Source data
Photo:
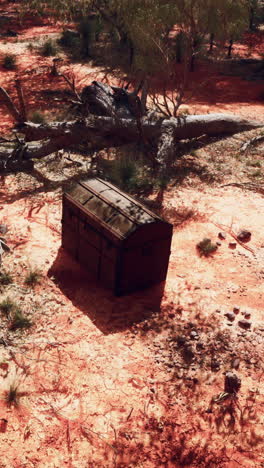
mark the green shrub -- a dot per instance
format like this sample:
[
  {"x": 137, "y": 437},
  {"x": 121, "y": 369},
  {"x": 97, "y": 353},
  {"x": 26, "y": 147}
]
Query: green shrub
[
  {"x": 9, "y": 62},
  {"x": 37, "y": 117},
  {"x": 206, "y": 247},
  {"x": 33, "y": 278},
  {"x": 5, "y": 278},
  {"x": 49, "y": 48},
  {"x": 19, "y": 321}
]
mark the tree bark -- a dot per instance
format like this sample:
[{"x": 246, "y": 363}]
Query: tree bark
[{"x": 111, "y": 123}]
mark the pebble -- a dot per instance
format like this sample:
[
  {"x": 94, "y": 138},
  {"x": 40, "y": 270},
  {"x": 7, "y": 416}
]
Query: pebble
[
  {"x": 244, "y": 235},
  {"x": 230, "y": 316},
  {"x": 194, "y": 335},
  {"x": 215, "y": 365},
  {"x": 244, "y": 324},
  {"x": 235, "y": 363}
]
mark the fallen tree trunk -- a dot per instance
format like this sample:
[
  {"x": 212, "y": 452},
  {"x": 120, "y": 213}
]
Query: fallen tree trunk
[{"x": 111, "y": 118}]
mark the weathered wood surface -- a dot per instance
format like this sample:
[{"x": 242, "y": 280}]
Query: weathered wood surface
[{"x": 112, "y": 117}]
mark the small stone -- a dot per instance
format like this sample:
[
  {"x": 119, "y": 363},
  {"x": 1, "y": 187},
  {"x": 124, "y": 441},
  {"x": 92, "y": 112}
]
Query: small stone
[
  {"x": 232, "y": 383},
  {"x": 181, "y": 340},
  {"x": 3, "y": 229},
  {"x": 230, "y": 316},
  {"x": 244, "y": 324},
  {"x": 193, "y": 335},
  {"x": 244, "y": 235},
  {"x": 235, "y": 363},
  {"x": 215, "y": 365}
]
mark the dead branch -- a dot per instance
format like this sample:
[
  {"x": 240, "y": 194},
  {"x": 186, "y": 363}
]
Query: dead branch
[
  {"x": 9, "y": 104},
  {"x": 253, "y": 142},
  {"x": 21, "y": 99}
]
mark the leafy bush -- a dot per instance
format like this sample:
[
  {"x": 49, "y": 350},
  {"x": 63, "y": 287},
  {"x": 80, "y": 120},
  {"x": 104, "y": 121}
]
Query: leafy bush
[
  {"x": 5, "y": 278},
  {"x": 49, "y": 48},
  {"x": 19, "y": 321},
  {"x": 206, "y": 247},
  {"x": 33, "y": 278},
  {"x": 9, "y": 62},
  {"x": 37, "y": 117}
]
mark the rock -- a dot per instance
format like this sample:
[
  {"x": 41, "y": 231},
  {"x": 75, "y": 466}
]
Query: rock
[
  {"x": 244, "y": 235},
  {"x": 194, "y": 335},
  {"x": 230, "y": 316},
  {"x": 235, "y": 363},
  {"x": 3, "y": 229},
  {"x": 247, "y": 315},
  {"x": 4, "y": 366},
  {"x": 244, "y": 324},
  {"x": 181, "y": 340},
  {"x": 215, "y": 365},
  {"x": 232, "y": 383},
  {"x": 188, "y": 353}
]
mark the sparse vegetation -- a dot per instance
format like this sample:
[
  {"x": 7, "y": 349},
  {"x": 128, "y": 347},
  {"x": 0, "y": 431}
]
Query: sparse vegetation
[
  {"x": 37, "y": 117},
  {"x": 49, "y": 48},
  {"x": 32, "y": 278},
  {"x": 5, "y": 278},
  {"x": 9, "y": 62},
  {"x": 206, "y": 247},
  {"x": 19, "y": 321},
  {"x": 12, "y": 396},
  {"x": 7, "y": 306}
]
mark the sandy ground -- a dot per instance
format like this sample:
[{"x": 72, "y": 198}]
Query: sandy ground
[{"x": 124, "y": 382}]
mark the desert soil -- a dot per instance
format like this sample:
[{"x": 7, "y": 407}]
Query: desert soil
[{"x": 130, "y": 382}]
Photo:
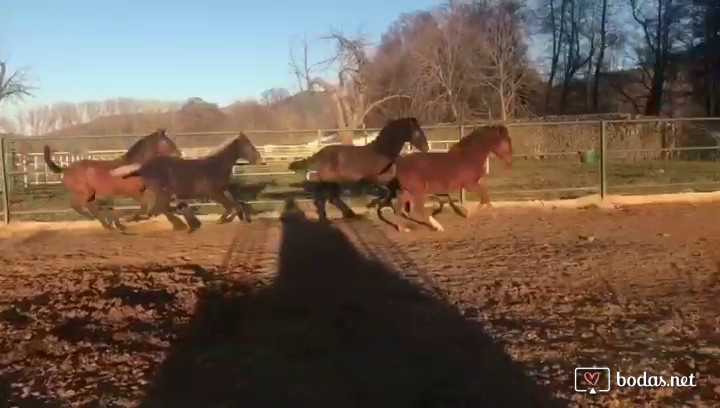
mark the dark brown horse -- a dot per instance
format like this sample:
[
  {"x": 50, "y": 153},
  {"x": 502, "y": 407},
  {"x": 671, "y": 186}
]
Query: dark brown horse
[
  {"x": 462, "y": 166},
  {"x": 89, "y": 180},
  {"x": 347, "y": 163},
  {"x": 185, "y": 179}
]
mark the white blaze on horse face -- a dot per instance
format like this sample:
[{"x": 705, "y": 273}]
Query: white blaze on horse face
[{"x": 435, "y": 224}]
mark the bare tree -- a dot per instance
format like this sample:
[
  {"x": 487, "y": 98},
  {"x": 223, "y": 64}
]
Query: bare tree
[
  {"x": 274, "y": 95},
  {"x": 7, "y": 125},
  {"x": 448, "y": 57},
  {"x": 502, "y": 46},
  {"x": 659, "y": 21},
  {"x": 351, "y": 93},
  {"x": 301, "y": 67},
  {"x": 13, "y": 84}
]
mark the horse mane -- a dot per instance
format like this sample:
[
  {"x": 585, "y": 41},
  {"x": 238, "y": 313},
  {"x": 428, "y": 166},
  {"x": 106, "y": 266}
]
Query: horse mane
[
  {"x": 140, "y": 144},
  {"x": 481, "y": 136},
  {"x": 221, "y": 149},
  {"x": 383, "y": 139}
]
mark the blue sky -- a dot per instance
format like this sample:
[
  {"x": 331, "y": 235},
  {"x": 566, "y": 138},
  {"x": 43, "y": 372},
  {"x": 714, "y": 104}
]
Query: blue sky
[{"x": 220, "y": 50}]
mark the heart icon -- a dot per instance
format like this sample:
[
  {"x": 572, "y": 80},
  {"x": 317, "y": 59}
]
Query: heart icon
[{"x": 592, "y": 378}]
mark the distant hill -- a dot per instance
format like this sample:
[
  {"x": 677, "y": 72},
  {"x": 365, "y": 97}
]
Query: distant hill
[{"x": 305, "y": 110}]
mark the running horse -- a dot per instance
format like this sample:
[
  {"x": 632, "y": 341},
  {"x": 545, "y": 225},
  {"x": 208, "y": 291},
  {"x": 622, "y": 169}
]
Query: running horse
[
  {"x": 185, "y": 179},
  {"x": 462, "y": 167},
  {"x": 334, "y": 164},
  {"x": 89, "y": 180}
]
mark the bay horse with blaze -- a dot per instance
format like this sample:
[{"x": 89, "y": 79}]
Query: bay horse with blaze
[
  {"x": 185, "y": 179},
  {"x": 89, "y": 180},
  {"x": 462, "y": 167},
  {"x": 334, "y": 164}
]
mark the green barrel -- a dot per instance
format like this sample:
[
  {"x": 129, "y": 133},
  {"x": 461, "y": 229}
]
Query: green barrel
[{"x": 591, "y": 156}]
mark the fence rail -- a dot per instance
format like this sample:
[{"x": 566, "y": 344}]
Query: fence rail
[{"x": 559, "y": 159}]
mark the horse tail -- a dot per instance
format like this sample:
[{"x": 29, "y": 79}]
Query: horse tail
[
  {"x": 129, "y": 170},
  {"x": 49, "y": 163}
]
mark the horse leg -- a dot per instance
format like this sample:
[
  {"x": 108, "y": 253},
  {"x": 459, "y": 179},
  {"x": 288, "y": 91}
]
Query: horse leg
[
  {"x": 94, "y": 209},
  {"x": 441, "y": 205},
  {"x": 161, "y": 205},
  {"x": 227, "y": 203},
  {"x": 190, "y": 218},
  {"x": 458, "y": 208},
  {"x": 339, "y": 203},
  {"x": 242, "y": 209},
  {"x": 320, "y": 201},
  {"x": 77, "y": 205},
  {"x": 386, "y": 201},
  {"x": 138, "y": 215},
  {"x": 481, "y": 188},
  {"x": 419, "y": 207}
]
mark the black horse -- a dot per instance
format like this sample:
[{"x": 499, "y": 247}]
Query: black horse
[{"x": 369, "y": 164}]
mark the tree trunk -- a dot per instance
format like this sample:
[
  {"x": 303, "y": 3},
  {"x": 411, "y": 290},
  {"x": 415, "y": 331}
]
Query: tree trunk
[{"x": 601, "y": 57}]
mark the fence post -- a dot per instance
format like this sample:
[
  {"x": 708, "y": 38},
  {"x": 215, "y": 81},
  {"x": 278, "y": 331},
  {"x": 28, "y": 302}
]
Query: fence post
[
  {"x": 5, "y": 181},
  {"x": 603, "y": 161},
  {"x": 461, "y": 132}
]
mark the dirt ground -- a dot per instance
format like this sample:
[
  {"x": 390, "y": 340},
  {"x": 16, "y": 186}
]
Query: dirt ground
[{"x": 495, "y": 312}]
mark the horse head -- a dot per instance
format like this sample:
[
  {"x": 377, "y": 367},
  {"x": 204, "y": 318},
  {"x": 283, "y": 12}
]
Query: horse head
[
  {"x": 417, "y": 136},
  {"x": 246, "y": 150},
  {"x": 484, "y": 140},
  {"x": 153, "y": 145},
  {"x": 499, "y": 142}
]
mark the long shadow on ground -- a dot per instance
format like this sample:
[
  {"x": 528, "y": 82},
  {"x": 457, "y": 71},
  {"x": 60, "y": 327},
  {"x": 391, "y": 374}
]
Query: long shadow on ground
[{"x": 335, "y": 330}]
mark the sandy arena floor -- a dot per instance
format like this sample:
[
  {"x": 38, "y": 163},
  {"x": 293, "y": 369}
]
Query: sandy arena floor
[{"x": 495, "y": 312}]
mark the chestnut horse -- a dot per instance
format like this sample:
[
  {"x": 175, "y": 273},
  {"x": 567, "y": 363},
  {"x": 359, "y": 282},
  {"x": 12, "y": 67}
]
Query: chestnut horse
[
  {"x": 88, "y": 180},
  {"x": 347, "y": 163},
  {"x": 462, "y": 166},
  {"x": 192, "y": 178}
]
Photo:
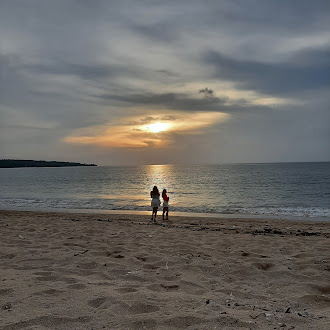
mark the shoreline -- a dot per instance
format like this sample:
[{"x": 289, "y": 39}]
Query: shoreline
[
  {"x": 172, "y": 214},
  {"x": 120, "y": 271}
]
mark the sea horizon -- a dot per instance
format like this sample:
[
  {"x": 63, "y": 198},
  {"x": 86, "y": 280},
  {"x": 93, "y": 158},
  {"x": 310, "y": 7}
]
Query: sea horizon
[{"x": 298, "y": 189}]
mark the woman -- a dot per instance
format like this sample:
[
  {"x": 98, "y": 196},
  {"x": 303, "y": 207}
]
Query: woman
[
  {"x": 155, "y": 202},
  {"x": 165, "y": 204}
]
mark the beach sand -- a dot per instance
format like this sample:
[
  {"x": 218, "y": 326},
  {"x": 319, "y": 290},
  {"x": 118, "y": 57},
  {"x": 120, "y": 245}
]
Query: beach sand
[{"x": 84, "y": 271}]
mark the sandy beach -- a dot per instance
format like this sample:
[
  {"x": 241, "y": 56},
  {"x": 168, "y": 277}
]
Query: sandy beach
[{"x": 85, "y": 271}]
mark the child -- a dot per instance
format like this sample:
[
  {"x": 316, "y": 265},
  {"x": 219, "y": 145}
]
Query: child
[
  {"x": 165, "y": 204},
  {"x": 155, "y": 202}
]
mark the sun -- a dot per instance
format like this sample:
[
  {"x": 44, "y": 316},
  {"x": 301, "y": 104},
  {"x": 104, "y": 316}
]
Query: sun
[{"x": 156, "y": 127}]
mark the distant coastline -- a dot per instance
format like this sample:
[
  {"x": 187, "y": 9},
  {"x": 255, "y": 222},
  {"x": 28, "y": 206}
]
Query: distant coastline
[{"x": 13, "y": 163}]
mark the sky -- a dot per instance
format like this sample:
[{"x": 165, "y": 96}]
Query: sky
[{"x": 165, "y": 82}]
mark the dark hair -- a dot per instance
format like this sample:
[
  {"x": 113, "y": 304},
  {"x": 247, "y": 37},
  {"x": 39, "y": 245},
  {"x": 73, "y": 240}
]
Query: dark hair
[{"x": 155, "y": 191}]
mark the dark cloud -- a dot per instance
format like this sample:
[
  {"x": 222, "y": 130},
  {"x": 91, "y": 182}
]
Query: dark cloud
[
  {"x": 307, "y": 70},
  {"x": 184, "y": 102},
  {"x": 69, "y": 64}
]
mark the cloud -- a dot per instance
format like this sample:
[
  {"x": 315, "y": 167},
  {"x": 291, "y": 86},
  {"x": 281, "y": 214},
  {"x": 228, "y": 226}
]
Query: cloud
[
  {"x": 146, "y": 131},
  {"x": 306, "y": 70}
]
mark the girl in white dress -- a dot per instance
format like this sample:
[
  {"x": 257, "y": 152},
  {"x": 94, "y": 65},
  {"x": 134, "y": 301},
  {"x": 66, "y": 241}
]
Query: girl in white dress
[
  {"x": 155, "y": 202},
  {"x": 165, "y": 204}
]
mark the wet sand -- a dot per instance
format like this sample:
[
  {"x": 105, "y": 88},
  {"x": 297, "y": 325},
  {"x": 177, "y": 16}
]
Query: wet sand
[{"x": 85, "y": 271}]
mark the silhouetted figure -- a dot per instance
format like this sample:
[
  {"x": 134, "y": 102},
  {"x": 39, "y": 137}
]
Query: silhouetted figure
[
  {"x": 155, "y": 202},
  {"x": 165, "y": 203}
]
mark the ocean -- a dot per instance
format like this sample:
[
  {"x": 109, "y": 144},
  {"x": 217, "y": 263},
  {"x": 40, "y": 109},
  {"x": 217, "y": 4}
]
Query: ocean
[{"x": 275, "y": 189}]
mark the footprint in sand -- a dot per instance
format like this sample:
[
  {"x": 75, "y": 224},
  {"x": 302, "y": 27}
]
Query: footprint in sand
[
  {"x": 98, "y": 302},
  {"x": 263, "y": 266}
]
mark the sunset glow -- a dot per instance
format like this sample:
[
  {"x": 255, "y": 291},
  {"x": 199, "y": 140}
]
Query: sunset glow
[
  {"x": 156, "y": 127},
  {"x": 141, "y": 131}
]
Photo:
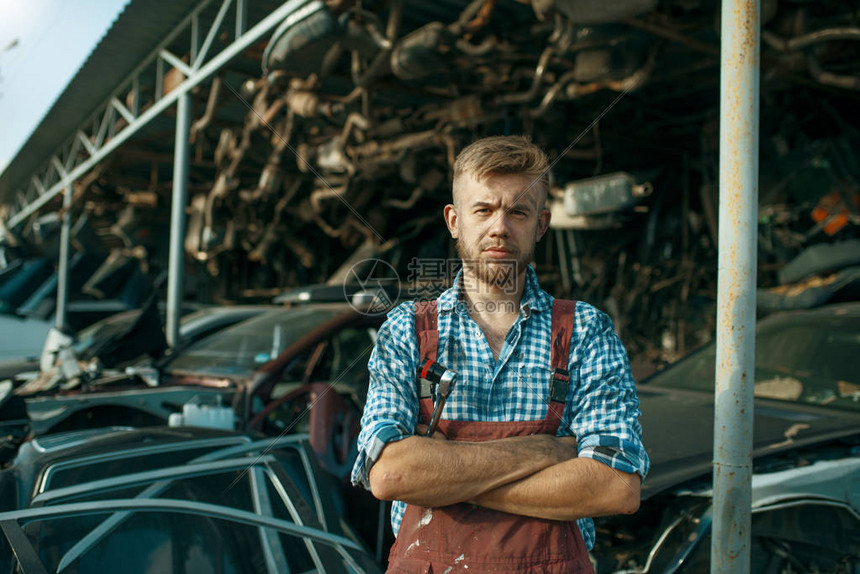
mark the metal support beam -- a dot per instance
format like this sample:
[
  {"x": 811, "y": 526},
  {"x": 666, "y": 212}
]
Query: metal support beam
[
  {"x": 735, "y": 366},
  {"x": 63, "y": 265},
  {"x": 176, "y": 264},
  {"x": 293, "y": 10}
]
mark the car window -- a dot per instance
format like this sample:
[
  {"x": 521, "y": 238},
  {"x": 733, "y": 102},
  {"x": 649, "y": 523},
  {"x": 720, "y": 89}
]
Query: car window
[
  {"x": 805, "y": 362},
  {"x": 156, "y": 541},
  {"x": 243, "y": 348}
]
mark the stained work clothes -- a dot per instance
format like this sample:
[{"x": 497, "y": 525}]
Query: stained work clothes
[{"x": 602, "y": 407}]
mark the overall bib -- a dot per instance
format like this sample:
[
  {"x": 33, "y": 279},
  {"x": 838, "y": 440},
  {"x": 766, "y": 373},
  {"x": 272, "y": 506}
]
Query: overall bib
[{"x": 465, "y": 538}]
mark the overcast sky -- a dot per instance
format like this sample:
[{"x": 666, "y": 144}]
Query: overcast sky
[{"x": 42, "y": 45}]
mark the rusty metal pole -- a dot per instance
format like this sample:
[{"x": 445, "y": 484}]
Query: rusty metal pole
[
  {"x": 735, "y": 365},
  {"x": 61, "y": 316},
  {"x": 176, "y": 263}
]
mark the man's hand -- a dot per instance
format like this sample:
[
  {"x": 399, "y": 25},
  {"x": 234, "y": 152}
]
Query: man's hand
[
  {"x": 577, "y": 488},
  {"x": 435, "y": 472}
]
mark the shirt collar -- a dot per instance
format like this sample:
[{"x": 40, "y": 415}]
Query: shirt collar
[{"x": 534, "y": 298}]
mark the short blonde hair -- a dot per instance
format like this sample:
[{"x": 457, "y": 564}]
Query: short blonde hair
[{"x": 503, "y": 155}]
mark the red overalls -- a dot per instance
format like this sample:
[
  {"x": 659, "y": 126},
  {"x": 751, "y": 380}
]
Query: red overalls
[{"x": 466, "y": 538}]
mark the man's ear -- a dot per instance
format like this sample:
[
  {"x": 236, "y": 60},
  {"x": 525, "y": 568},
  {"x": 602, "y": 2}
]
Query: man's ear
[
  {"x": 452, "y": 221},
  {"x": 543, "y": 223}
]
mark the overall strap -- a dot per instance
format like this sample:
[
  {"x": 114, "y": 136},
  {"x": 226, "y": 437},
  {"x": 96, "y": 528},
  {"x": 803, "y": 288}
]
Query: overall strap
[
  {"x": 563, "y": 314},
  {"x": 427, "y": 333}
]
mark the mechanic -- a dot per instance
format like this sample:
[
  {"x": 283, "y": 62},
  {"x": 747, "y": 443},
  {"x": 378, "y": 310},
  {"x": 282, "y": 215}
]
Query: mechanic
[{"x": 541, "y": 430}]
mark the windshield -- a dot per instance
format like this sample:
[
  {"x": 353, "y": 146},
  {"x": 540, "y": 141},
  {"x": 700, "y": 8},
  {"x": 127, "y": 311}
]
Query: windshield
[
  {"x": 241, "y": 349},
  {"x": 113, "y": 326},
  {"x": 797, "y": 360}
]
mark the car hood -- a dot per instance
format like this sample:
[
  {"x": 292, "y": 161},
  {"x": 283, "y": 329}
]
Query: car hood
[{"x": 678, "y": 432}]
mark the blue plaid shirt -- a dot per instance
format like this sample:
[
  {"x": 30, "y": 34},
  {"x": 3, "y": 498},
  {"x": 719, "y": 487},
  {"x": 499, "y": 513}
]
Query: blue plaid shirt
[{"x": 602, "y": 407}]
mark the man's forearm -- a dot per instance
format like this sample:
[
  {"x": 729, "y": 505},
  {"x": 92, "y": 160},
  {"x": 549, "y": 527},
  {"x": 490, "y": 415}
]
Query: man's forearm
[
  {"x": 428, "y": 472},
  {"x": 573, "y": 489}
]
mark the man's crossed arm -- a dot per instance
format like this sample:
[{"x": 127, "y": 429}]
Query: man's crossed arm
[{"x": 537, "y": 475}]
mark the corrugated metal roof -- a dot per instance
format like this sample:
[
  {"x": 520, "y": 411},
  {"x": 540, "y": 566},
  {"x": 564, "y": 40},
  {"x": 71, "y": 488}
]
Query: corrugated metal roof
[{"x": 134, "y": 34}]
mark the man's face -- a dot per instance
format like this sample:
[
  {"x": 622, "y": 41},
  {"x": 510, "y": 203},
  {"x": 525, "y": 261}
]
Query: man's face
[{"x": 497, "y": 222}]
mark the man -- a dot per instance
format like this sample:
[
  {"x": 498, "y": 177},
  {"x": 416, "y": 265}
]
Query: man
[{"x": 510, "y": 480}]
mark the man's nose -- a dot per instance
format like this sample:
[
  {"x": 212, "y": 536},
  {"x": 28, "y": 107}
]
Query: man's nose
[{"x": 499, "y": 225}]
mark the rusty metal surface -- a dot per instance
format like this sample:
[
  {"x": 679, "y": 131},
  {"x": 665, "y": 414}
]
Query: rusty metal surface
[{"x": 736, "y": 286}]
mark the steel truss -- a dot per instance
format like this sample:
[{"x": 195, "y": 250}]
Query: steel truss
[{"x": 114, "y": 122}]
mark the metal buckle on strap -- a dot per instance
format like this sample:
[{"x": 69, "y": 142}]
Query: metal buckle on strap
[{"x": 559, "y": 385}]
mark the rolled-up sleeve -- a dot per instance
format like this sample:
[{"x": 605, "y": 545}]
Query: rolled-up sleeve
[
  {"x": 604, "y": 414},
  {"x": 391, "y": 410}
]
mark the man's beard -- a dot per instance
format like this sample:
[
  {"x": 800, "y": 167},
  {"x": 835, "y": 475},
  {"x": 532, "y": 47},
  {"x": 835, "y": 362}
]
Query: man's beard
[{"x": 498, "y": 273}]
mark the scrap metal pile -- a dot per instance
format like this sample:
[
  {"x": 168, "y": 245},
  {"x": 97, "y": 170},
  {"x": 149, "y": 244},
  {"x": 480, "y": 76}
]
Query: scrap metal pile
[{"x": 349, "y": 134}]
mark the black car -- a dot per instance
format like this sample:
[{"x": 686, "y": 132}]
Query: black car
[
  {"x": 172, "y": 500},
  {"x": 806, "y": 455}
]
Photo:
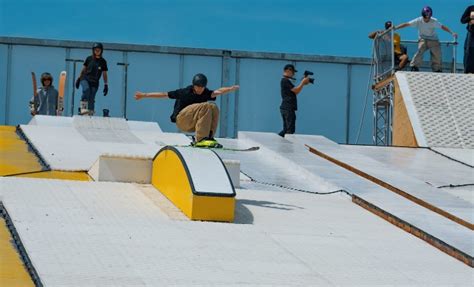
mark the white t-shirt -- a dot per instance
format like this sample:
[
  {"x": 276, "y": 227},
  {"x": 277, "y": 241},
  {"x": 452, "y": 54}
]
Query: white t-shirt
[{"x": 426, "y": 30}]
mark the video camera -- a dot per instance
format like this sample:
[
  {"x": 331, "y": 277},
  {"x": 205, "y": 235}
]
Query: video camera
[{"x": 307, "y": 74}]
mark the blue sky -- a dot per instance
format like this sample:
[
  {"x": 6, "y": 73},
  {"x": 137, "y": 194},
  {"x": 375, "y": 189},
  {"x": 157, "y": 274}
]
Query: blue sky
[{"x": 337, "y": 27}]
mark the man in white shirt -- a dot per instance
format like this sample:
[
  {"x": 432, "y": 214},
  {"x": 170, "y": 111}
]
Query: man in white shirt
[{"x": 427, "y": 39}]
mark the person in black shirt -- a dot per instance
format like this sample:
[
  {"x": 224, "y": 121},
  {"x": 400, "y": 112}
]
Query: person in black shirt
[
  {"x": 468, "y": 18},
  {"x": 94, "y": 66},
  {"x": 289, "y": 103},
  {"x": 192, "y": 111}
]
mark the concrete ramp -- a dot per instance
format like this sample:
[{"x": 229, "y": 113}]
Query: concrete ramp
[
  {"x": 75, "y": 145},
  {"x": 196, "y": 181},
  {"x": 433, "y": 110}
]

### [WHAT IS BEING ASKED]
The answer must be the lines from the first one in the records through the line containing "mark the tree bark -- a dot per instance", copied exactly, with no pictures.

### [SOLUTION TO THIS EXERCISE]
Photo:
mark the green shrub -- a dot per instance
format like this sample:
[
  {"x": 137, "y": 437},
  {"x": 121, "y": 369},
  {"x": 97, "y": 353},
  {"x": 26, "y": 147}
]
Query: green shrub
[
  {"x": 9, "y": 62},
  {"x": 37, "y": 117},
  {"x": 206, "y": 247},
  {"x": 33, "y": 278},
  {"x": 5, "y": 278},
  {"x": 49, "y": 48},
  {"x": 19, "y": 321}
]
mark the tree bark -- a dot per instance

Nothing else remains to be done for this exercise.